▸ **To be done**: Give only the lines from the one containing "the yellow protective" through the end of the material below, exactly as written.

## START Supplied data

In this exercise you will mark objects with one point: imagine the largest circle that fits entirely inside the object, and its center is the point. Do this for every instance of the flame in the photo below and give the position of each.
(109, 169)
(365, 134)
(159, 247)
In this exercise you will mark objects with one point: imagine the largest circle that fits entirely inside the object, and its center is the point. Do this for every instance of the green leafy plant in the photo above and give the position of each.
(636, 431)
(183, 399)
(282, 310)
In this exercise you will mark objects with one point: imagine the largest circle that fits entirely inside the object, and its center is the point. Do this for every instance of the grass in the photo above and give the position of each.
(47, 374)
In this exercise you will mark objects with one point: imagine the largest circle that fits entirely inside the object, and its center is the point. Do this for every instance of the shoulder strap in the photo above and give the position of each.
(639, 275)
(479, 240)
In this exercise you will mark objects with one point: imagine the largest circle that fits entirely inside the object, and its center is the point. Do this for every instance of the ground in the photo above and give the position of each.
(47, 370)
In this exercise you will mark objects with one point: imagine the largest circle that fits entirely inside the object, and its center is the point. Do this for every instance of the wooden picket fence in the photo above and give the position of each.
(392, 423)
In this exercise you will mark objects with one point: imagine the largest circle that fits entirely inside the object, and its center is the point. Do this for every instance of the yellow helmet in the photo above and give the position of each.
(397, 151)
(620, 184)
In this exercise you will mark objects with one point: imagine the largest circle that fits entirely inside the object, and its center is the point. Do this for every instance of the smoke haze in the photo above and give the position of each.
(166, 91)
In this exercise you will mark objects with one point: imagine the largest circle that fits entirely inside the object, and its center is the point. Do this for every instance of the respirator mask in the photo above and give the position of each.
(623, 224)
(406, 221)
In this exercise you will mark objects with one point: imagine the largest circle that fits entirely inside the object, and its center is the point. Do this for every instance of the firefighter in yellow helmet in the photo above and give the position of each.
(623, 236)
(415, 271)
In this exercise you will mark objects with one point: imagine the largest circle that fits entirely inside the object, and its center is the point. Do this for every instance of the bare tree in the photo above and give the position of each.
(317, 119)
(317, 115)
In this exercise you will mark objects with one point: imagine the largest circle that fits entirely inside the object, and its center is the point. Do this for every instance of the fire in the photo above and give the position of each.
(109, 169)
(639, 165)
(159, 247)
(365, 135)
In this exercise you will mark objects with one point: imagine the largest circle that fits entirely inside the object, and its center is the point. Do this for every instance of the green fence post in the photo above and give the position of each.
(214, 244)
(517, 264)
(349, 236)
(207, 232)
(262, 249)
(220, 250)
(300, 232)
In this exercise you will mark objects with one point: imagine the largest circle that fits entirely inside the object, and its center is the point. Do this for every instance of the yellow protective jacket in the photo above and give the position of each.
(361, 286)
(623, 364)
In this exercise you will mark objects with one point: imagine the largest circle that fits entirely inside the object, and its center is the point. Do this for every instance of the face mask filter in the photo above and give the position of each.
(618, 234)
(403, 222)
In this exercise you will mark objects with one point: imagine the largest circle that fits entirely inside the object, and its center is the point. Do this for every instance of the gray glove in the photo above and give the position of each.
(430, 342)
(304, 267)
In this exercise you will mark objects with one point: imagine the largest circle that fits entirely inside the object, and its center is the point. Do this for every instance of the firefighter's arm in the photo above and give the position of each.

## END Supplied data

▸ **Response to the task**:
In this exercise you will mark objects with one point: imagine the largest circle that fits entirely inside the object, and its center is the point. Do this for every instance of the yellow protective jacket in the photo above and give the position of each.
(361, 286)
(623, 364)
In this exercise you will mark objects with one point: imagine the largest circle that fits entirely inside the object, and its center is the point. Do this for every instance of the face mask filter in the photo above and give the position of each.
(618, 234)
(403, 222)
In this exercise you will mark objects with one point: imagine the largest circle that fits entirely inside the object, and its center is the point. Do this for every instance of the gray glove in the photo above and give the position of each.
(430, 342)
(304, 267)
In this exercise you will mark objects with one point: imagine the largest circle that fits entirely inside the object, and its center is the point. Do this for every instance of the firefighter's arm in the photo above and give the position of each.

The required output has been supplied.